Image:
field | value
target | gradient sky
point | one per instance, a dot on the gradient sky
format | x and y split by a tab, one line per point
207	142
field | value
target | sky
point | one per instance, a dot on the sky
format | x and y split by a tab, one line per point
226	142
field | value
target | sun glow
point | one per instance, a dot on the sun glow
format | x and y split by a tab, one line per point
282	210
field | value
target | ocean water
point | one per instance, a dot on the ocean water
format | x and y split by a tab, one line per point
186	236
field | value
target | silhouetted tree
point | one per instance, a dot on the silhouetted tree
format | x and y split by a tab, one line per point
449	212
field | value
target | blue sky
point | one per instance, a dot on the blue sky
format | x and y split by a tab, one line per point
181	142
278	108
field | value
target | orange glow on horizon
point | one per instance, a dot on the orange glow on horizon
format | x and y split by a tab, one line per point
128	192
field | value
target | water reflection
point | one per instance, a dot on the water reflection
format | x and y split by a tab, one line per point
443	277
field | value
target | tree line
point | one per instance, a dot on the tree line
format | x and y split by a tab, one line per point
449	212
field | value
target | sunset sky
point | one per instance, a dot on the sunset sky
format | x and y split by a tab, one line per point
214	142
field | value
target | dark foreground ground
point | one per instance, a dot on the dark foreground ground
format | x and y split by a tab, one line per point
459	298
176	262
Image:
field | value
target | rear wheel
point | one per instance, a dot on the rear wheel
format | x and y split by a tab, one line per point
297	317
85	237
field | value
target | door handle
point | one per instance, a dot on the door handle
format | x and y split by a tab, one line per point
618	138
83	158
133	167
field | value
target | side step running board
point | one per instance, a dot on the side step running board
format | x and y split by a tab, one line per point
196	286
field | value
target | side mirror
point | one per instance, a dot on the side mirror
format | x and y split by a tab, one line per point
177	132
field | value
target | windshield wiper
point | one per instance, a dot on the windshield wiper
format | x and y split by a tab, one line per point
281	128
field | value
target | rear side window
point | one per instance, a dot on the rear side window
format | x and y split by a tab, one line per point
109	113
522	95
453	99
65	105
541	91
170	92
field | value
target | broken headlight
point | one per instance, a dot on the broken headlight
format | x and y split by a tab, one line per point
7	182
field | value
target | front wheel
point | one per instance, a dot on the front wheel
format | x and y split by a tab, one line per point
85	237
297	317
----------
_Task_. Could you pull out and copy every line in the listing above that contains the word "rear"?

_Answer to this task_.
target | rear wheel
point | one per instance, a dot on the rear wheel
target | rear side window
point | one per instance, a dot on the rear side window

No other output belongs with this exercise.